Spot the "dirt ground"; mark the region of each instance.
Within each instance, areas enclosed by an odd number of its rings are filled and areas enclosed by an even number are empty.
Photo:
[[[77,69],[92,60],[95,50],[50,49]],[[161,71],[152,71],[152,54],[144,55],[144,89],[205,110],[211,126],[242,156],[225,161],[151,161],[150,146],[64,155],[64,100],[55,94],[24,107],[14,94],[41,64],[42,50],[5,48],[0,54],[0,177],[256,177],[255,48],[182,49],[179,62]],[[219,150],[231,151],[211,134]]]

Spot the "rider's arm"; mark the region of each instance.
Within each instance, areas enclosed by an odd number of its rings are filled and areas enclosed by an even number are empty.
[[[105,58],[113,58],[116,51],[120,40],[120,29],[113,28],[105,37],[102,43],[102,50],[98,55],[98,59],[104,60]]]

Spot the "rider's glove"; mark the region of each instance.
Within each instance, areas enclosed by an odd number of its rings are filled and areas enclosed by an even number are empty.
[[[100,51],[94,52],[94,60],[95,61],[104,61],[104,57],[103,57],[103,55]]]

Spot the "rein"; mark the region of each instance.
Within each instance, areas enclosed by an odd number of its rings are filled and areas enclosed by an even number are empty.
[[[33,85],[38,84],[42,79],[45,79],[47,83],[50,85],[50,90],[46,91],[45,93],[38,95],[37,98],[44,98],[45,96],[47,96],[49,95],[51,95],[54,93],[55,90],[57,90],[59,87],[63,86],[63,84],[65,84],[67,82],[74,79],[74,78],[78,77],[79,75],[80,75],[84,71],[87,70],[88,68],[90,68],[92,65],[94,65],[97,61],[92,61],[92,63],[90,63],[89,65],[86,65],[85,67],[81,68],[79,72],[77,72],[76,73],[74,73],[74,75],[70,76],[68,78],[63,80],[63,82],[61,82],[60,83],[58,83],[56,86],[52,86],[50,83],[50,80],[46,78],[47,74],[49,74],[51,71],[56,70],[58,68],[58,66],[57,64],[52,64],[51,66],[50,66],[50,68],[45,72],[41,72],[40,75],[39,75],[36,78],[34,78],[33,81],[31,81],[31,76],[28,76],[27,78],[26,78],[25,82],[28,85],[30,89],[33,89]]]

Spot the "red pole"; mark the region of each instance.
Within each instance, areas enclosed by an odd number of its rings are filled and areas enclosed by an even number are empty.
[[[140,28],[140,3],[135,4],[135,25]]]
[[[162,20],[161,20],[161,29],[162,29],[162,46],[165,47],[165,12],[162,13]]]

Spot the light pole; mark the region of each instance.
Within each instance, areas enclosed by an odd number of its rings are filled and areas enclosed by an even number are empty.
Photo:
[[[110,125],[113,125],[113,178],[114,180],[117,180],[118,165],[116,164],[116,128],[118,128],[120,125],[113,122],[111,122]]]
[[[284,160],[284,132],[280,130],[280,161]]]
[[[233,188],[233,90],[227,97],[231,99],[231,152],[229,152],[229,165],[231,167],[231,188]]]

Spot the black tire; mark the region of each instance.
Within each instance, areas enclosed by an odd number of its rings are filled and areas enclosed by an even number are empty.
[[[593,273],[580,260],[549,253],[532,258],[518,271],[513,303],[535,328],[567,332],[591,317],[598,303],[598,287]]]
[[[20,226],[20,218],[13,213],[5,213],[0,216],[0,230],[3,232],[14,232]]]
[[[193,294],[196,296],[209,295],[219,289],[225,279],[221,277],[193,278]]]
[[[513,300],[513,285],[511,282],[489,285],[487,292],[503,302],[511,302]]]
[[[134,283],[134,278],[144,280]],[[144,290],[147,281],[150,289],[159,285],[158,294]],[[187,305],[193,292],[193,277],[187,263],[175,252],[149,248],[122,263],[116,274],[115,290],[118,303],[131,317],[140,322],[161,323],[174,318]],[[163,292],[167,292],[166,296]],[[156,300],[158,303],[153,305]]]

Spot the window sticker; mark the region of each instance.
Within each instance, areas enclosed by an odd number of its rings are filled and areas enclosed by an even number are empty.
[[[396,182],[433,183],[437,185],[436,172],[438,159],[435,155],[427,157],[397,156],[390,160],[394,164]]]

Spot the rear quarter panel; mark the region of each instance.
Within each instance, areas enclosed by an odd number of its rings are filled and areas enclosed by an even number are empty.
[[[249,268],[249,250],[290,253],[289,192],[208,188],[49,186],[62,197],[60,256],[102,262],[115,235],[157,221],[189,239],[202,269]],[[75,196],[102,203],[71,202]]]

◆ ◆ ◆ ◆ ◆

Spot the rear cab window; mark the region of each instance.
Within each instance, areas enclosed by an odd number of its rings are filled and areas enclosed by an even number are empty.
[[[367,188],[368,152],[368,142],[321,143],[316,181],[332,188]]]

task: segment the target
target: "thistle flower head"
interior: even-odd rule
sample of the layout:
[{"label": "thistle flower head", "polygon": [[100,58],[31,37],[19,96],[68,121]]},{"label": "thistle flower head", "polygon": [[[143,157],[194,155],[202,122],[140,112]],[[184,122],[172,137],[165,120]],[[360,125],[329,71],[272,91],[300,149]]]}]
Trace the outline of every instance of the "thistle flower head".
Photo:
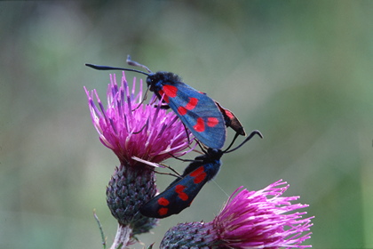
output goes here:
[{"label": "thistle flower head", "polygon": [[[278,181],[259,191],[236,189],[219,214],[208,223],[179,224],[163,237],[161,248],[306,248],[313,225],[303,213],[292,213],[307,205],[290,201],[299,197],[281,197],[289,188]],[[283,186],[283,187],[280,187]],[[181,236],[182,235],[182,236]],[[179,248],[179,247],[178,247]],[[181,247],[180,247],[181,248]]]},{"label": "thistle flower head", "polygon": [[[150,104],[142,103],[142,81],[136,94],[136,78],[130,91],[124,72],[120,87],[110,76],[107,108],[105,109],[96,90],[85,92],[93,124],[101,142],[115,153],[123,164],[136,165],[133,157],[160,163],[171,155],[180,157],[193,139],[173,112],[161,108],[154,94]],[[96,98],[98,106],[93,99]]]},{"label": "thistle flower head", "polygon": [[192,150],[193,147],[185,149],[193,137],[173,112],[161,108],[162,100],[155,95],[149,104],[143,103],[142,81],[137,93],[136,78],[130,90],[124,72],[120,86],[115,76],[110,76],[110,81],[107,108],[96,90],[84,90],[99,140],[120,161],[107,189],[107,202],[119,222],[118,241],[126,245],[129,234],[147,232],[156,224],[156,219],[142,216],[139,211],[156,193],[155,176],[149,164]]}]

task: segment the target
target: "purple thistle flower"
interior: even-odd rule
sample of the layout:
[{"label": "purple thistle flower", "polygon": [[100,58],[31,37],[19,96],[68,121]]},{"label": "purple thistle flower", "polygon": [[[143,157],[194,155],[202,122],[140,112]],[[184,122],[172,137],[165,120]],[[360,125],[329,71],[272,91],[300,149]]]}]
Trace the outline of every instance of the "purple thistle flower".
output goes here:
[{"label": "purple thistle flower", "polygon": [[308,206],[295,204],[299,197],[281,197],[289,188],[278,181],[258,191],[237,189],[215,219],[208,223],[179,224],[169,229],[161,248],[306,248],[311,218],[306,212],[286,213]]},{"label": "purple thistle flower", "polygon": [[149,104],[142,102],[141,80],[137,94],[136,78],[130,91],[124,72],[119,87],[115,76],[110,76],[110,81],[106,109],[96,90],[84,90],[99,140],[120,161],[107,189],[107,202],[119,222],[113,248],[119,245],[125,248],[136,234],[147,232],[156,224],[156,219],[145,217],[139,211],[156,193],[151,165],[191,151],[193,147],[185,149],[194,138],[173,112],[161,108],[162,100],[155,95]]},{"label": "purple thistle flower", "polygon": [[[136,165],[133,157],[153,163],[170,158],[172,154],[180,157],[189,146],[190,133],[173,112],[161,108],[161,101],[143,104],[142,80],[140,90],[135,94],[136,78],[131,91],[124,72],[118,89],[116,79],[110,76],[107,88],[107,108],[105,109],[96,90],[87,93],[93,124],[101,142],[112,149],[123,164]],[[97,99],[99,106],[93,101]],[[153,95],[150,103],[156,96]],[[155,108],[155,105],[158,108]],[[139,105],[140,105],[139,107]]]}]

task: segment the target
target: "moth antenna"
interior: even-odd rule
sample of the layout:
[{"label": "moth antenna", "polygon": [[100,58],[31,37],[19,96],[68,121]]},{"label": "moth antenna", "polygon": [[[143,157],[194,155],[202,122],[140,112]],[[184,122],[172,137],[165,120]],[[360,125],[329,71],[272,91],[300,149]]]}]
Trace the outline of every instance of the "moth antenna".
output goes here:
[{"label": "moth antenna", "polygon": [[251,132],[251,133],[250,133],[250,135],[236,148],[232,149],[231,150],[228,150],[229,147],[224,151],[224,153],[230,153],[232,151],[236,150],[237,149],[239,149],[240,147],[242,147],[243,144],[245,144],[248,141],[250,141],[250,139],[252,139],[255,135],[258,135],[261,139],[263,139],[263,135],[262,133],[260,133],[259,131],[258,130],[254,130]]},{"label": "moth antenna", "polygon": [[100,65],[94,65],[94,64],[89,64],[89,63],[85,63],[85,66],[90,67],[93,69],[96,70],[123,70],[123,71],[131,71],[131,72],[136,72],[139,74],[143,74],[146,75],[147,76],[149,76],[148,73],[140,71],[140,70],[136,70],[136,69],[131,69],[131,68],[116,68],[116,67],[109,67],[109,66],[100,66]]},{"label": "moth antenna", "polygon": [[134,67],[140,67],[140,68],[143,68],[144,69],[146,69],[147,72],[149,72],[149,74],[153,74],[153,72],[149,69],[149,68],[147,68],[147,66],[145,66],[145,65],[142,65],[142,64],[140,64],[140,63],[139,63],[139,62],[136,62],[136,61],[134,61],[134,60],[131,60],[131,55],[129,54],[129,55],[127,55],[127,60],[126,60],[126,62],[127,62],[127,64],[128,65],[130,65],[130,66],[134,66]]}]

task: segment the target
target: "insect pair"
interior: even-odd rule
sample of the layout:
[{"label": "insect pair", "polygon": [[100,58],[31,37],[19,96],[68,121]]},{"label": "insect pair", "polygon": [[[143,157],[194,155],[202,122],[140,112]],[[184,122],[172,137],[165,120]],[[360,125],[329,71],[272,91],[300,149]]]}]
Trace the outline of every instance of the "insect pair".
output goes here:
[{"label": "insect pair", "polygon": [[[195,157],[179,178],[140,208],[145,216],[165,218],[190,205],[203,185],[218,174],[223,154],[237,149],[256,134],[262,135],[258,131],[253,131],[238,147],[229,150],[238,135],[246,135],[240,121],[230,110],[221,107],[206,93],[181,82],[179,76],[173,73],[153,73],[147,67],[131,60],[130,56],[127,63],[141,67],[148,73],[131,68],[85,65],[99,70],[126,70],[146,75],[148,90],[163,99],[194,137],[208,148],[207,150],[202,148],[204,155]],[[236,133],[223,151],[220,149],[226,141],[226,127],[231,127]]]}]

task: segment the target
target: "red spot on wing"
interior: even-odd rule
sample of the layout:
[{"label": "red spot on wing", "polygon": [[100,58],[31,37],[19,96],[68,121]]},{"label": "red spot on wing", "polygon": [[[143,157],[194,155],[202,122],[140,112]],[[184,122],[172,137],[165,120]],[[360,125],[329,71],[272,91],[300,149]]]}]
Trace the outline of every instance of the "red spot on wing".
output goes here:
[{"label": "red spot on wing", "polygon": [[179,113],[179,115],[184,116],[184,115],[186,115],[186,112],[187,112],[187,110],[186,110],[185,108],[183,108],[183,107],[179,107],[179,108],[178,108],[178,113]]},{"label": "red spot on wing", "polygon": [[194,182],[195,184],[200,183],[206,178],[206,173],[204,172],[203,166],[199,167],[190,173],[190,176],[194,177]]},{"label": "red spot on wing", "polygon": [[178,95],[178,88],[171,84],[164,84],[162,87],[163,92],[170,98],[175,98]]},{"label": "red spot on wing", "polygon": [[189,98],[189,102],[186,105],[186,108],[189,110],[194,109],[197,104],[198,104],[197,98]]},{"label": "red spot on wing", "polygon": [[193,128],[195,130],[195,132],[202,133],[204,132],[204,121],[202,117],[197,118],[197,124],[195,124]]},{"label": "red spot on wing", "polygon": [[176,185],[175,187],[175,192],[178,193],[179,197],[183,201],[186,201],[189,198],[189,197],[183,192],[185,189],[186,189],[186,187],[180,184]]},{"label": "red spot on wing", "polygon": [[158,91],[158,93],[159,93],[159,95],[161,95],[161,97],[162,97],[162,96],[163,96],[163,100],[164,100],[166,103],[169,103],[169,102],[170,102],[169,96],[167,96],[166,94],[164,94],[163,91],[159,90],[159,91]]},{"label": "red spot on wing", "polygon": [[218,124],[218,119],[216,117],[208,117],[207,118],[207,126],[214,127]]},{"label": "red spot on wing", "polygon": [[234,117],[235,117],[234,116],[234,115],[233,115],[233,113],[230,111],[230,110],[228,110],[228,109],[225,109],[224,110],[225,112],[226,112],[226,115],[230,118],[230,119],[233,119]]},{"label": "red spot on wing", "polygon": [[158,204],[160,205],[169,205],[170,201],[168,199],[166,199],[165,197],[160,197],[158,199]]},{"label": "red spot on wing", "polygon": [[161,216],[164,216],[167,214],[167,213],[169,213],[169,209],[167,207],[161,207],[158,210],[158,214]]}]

◆ ◆ ◆ ◆ ◆

[Exercise task]:
Reproduce the lines from the one with "Spot the rear cab" through the one with "[[[367,188],[368,152],[368,142],[321,143],[316,181],[332,188]]]", keeping both of those lines.

[Exercise result]:
Spot the rear cab window; mark the region of each instance.
Within each instance, areas enclosed by an odd number of its rings are filled and areas enclosed by an even number are empty.
[[[367,188],[368,152],[368,142],[321,143],[316,181],[332,188]]]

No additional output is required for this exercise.